• [PROBLEM DETAILS] Please rewrite the part of the lines that opens with the line containing "Phrase: blurred background" and closes with the final line, both ends included, shifting every coordinate by -150 and leaving all other text unchanged.

## start DATA SHOWN

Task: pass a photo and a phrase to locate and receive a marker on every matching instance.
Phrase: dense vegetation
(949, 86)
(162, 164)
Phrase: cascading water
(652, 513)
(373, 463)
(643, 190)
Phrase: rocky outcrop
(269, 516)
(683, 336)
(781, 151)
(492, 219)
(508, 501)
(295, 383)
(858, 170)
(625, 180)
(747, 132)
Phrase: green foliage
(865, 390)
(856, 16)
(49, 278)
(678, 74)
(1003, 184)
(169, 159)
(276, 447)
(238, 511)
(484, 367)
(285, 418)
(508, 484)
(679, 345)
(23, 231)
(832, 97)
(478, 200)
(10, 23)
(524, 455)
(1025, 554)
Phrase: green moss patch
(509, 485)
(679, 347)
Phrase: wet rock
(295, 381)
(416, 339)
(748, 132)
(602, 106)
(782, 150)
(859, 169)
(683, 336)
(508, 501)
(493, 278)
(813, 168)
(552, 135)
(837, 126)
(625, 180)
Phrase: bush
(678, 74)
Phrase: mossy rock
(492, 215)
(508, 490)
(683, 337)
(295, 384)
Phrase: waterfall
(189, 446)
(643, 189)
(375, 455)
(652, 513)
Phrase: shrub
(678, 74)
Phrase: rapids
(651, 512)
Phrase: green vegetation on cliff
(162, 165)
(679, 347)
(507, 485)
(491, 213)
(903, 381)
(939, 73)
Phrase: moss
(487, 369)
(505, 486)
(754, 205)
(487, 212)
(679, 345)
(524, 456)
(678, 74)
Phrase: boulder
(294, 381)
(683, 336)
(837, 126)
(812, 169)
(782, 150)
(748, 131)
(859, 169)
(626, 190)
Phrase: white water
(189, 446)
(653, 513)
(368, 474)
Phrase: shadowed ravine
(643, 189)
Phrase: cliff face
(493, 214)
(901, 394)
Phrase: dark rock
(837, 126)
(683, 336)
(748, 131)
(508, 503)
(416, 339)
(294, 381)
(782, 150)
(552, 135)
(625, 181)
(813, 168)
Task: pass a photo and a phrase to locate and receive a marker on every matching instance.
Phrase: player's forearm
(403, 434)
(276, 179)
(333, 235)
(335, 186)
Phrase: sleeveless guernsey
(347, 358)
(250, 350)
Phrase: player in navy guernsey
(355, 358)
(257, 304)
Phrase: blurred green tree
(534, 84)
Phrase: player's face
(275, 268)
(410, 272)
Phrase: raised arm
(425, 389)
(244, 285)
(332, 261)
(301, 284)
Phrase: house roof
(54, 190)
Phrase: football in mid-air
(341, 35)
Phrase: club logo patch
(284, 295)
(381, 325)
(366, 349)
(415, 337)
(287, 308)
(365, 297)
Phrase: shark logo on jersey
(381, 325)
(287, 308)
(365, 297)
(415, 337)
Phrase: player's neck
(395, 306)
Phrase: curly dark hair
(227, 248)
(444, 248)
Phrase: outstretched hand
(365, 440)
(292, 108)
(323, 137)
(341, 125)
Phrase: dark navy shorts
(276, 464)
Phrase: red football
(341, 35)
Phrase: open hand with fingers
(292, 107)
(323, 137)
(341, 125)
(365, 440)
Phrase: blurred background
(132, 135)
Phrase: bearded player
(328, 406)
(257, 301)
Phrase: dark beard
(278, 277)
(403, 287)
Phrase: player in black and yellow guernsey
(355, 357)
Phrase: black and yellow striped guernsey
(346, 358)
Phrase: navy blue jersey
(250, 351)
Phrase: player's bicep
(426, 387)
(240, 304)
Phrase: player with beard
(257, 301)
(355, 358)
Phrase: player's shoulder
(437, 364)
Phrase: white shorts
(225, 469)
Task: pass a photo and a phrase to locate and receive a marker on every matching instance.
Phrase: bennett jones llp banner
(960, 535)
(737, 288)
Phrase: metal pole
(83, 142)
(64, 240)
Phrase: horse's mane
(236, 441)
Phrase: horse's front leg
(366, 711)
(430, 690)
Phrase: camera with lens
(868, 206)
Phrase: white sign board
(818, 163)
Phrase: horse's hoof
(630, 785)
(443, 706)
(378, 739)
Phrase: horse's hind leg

## end DATA SHOWN

• [RESULT OF THE TASK]
Phrase: blurred background
(-18, -15)
Phrase: bearded player
(178, 256)
(107, 151)
Phrase: dark beard
(128, 127)
(253, 137)
Phrase: player in black and yellow guernsey
(205, 207)
Phrase: black and yellow striped guernsey
(196, 208)
Phrase: navy blue jersey
(100, 201)
Phrase: player's bicep
(276, 237)
(90, 154)
Phrase: player with beard
(107, 151)
(205, 208)
Phrase: player's shoulder
(287, 214)
Phrase: white shorts
(75, 319)
Task: pass a photo and a phrase to locate and receive a marker on every matching instance.
Phrase: bennett jones llp banner
(810, 385)
(587, 138)
Phrase: metal pole
(-67, -8)
(-86, 90)
Phrase: horse's mane
(86, 291)
Phrase: horse's front leg
(216, 561)
(280, 540)
Phrase: camera with lens
(718, 56)
Phrase: white sign board
(668, 13)
Phrase: horse's hoof
(480, 635)
(293, 556)
(228, 589)
Phrase: horse's hind leg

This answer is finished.